Requirement:
Copy the data precisely, keeping every character.
= = = =
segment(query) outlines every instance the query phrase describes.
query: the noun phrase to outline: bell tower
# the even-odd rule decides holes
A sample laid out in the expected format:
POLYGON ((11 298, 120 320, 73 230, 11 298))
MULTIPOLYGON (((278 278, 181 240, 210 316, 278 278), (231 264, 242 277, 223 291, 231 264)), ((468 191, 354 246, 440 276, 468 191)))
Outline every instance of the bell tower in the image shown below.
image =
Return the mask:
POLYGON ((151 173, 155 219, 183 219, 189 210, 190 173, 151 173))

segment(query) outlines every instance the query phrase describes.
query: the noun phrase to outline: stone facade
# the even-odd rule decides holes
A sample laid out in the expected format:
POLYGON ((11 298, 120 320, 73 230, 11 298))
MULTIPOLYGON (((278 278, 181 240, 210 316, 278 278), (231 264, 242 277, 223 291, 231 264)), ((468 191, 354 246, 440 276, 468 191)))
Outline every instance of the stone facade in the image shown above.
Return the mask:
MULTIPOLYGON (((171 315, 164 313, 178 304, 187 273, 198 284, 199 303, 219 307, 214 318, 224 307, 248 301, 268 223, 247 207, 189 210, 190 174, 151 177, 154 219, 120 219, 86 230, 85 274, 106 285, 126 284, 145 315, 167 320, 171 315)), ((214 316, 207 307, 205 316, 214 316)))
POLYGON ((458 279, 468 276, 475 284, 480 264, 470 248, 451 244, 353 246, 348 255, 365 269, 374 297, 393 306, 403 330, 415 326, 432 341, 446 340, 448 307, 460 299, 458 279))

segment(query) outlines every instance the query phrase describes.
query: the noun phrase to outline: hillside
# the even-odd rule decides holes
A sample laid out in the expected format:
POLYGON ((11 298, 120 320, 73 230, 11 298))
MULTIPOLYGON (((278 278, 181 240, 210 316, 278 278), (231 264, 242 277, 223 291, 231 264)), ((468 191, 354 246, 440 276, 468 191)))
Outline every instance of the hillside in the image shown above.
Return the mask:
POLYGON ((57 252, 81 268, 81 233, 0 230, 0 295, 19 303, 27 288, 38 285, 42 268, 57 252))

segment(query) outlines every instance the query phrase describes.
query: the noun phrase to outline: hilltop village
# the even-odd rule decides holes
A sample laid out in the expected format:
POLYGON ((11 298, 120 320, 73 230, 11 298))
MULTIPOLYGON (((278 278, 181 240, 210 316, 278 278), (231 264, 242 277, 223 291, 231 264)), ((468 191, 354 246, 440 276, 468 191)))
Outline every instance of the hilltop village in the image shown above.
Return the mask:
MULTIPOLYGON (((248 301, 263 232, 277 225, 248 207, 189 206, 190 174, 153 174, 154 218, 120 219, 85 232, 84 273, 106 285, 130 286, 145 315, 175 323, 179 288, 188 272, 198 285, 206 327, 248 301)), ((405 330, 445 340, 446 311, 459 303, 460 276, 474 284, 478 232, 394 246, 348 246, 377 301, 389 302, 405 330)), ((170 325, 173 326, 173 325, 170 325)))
= = = =
The answer:
segment(query) outlines every instance the query phrase describes.
query: the noun phrase to outline: bell tower
# the even-odd rule decides holes
A sample laid out in the expected format:
POLYGON ((11 298, 120 320, 73 230, 11 298))
MULTIPOLYGON (((278 278, 181 240, 210 316, 278 278), (231 264, 242 277, 223 291, 231 264)), ((468 191, 354 246, 440 276, 468 191)))
Outline every instance of the bell tower in the image shown below.
image =
Return the mask:
POLYGON ((151 173, 155 219, 183 219, 189 210, 190 173, 151 173))

segment(query) outlines every instance the query phrase describes.
query: the noun phrase to outline: stone facade
# the even-odd rule decides holes
A sample laid out in the expected format:
POLYGON ((11 298, 120 320, 73 230, 11 298))
MULTIPOLYGON (((278 278, 181 240, 210 316, 278 278), (231 264, 242 277, 223 291, 231 264)), ((468 191, 354 246, 440 276, 468 191)))
Outline every instance of the stone facade in the image shown above.
Return the mask:
MULTIPOLYGON (((171 315, 164 313, 178 304, 187 273, 198 284, 199 303, 219 307, 214 318, 224 307, 248 301, 268 223, 247 207, 189 210, 190 174, 151 177, 154 219, 120 219, 86 230, 85 274, 106 285, 126 284, 145 315, 167 320, 171 315)), ((214 316, 207 307, 205 316, 214 316)))
POLYGON ((458 279, 468 276, 475 284, 480 264, 470 248, 451 244, 353 246, 348 255, 365 269, 374 297, 393 306, 403 330, 415 326, 432 341, 446 340, 448 307, 460 299, 458 279))

segment(query) outlines every instance the query phrase describes.
query: the noun phrase to outline: hillside
# the even-odd rule decides holes
A sample laid out in the expected format:
POLYGON ((11 298, 120 320, 73 230, 11 298))
MULTIPOLYGON (((278 278, 181 240, 210 316, 278 278), (231 264, 242 277, 223 291, 231 264)), ((468 191, 354 246, 440 276, 468 191)))
Outline every instance of the hillside in the image shown above.
Return the mask:
POLYGON ((57 252, 81 268, 81 233, 0 230, 0 295, 19 303, 27 288, 38 285, 42 268, 57 252))

segment(query) outlines every instance the query phrase describes.
query: the noun phrase to outline: hilltop village
# the even-odd rule decides holes
A sample laid out in the expected format:
POLYGON ((11 298, 120 320, 73 230, 11 298))
MULTIPOLYGON (((278 278, 181 240, 210 316, 278 278), (231 264, 242 277, 223 291, 231 264)), ((468 191, 354 246, 440 276, 468 191)))
Outline every instance of the hilltop village in the image shown above.
Return the mask:
MULTIPOLYGON (((248 301, 263 232, 277 225, 248 207, 189 206, 190 174, 153 174, 154 218, 120 219, 85 232, 84 273, 106 285, 130 286, 145 315, 175 323, 179 288, 188 272, 198 285, 206 327, 248 301)), ((405 330, 445 340, 446 311, 459 303, 460 276, 474 284, 478 232, 394 246, 348 246, 377 301, 389 302, 405 330)), ((170 325, 173 326, 173 325, 170 325)))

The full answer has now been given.